◆ MATERIAL FOR THIS TASK ◆
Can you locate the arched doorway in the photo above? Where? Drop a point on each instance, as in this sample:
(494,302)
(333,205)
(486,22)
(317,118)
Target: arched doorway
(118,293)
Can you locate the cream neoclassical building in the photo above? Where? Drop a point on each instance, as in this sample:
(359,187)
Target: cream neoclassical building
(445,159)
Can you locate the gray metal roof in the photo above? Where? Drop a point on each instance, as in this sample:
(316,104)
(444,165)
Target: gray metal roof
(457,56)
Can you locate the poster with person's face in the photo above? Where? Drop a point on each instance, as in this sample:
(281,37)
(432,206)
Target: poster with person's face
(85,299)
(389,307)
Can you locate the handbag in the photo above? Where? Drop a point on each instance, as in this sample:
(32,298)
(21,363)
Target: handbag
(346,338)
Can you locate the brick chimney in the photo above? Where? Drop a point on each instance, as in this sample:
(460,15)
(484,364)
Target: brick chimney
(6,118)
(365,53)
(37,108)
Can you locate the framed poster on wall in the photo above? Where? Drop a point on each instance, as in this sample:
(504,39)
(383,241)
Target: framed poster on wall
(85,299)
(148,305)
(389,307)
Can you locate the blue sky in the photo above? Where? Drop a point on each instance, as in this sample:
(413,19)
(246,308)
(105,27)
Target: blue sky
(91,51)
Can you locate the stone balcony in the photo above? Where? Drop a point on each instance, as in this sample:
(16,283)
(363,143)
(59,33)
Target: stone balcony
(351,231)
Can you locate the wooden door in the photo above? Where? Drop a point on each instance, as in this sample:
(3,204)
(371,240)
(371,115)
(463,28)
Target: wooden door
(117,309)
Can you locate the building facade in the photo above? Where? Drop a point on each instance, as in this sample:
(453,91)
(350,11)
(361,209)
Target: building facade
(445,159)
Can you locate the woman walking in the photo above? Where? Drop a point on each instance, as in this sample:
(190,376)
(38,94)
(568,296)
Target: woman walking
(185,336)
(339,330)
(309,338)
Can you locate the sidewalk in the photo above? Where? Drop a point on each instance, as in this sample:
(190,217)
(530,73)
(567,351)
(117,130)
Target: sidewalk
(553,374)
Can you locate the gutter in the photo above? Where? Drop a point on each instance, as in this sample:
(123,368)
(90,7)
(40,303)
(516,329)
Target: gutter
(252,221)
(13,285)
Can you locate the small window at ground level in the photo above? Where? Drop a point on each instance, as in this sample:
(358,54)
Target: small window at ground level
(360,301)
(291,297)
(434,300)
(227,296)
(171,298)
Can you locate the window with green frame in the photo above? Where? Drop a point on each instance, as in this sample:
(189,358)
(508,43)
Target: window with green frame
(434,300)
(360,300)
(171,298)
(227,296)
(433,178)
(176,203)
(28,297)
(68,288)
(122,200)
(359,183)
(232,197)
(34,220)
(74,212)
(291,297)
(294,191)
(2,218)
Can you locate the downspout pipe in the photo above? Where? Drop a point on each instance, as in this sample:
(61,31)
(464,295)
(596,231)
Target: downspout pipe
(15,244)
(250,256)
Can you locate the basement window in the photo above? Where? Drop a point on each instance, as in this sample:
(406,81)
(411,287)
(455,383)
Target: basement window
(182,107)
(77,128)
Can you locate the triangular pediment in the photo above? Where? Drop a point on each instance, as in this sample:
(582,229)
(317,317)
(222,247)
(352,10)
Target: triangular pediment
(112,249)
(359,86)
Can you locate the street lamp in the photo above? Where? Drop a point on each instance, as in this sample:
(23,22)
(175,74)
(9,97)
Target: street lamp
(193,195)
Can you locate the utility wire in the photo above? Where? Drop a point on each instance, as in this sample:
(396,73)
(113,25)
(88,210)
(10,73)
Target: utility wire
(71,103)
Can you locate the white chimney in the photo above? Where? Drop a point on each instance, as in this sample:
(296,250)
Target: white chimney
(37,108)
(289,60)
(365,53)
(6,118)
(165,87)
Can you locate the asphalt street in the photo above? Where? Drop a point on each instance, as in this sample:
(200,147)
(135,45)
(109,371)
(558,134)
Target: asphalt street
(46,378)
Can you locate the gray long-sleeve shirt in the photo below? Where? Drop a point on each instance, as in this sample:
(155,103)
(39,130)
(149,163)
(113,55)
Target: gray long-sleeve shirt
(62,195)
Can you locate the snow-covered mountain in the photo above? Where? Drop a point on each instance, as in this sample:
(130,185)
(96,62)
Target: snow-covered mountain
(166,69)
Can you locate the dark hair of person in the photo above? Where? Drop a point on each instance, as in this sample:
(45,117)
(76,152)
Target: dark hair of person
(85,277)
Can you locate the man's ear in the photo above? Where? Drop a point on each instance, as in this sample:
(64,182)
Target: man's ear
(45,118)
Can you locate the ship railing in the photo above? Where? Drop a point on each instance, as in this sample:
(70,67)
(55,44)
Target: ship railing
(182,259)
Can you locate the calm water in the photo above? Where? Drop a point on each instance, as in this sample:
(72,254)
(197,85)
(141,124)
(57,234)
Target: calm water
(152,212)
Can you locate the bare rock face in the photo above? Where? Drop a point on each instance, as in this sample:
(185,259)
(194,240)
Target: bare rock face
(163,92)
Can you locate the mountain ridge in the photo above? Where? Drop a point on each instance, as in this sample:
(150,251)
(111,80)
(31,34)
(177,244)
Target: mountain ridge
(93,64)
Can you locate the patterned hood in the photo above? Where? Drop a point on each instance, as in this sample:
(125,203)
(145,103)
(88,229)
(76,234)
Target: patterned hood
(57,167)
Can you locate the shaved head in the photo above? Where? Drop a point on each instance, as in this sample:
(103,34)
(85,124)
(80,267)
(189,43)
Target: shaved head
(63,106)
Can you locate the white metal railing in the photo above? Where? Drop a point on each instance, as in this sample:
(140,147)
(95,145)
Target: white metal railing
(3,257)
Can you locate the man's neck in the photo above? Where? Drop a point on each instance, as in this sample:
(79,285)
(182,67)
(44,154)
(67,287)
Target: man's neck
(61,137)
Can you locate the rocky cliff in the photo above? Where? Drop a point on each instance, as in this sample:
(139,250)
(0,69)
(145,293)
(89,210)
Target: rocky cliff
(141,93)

◆ WHAT THIS TASK INVOLVES ◆
Look above for the line containing "Can you locate the bare"; copy from it through the last line, exactly, and nothing more.

◆ THE SOLUTION ◆
Can you locate the bare rock face in the photo above? Where? Drop a point on each instance, as in this sample:
(185,259)
(194,240)
Target: bare rock face
(163,92)
Can you locate the mountain ridge in the photo above? Where? Drop a point on each instance, as in this sample:
(150,251)
(111,80)
(31,34)
(177,244)
Target: mountain ridge
(93,64)
Can you locate the patterned hood in the photo above? Where? Drop a point on each instance, as in this sample:
(125,203)
(145,103)
(88,229)
(76,234)
Target: patterned hood
(57,167)
Can you locate the shaved head in the photo above? Where? Drop a point on each instance, as in this sample:
(103,34)
(85,124)
(80,267)
(189,43)
Target: shaved head
(63,106)
Can you locate the white metal railing in the photo above? Where? Drop a point on each instance, as in this sample:
(140,147)
(95,145)
Target: white metal railing
(3,257)
Can you locate the man's neck in the photo above? Where? Drop a point on each instance, as in this sample:
(79,285)
(182,67)
(44,154)
(67,287)
Target: man's neck
(61,137)
Can you locate the rocky cliff in the photo above? Where? Drop a point on each instance, as in this sample:
(139,250)
(0,69)
(145,293)
(89,210)
Target: rocky cliff
(141,93)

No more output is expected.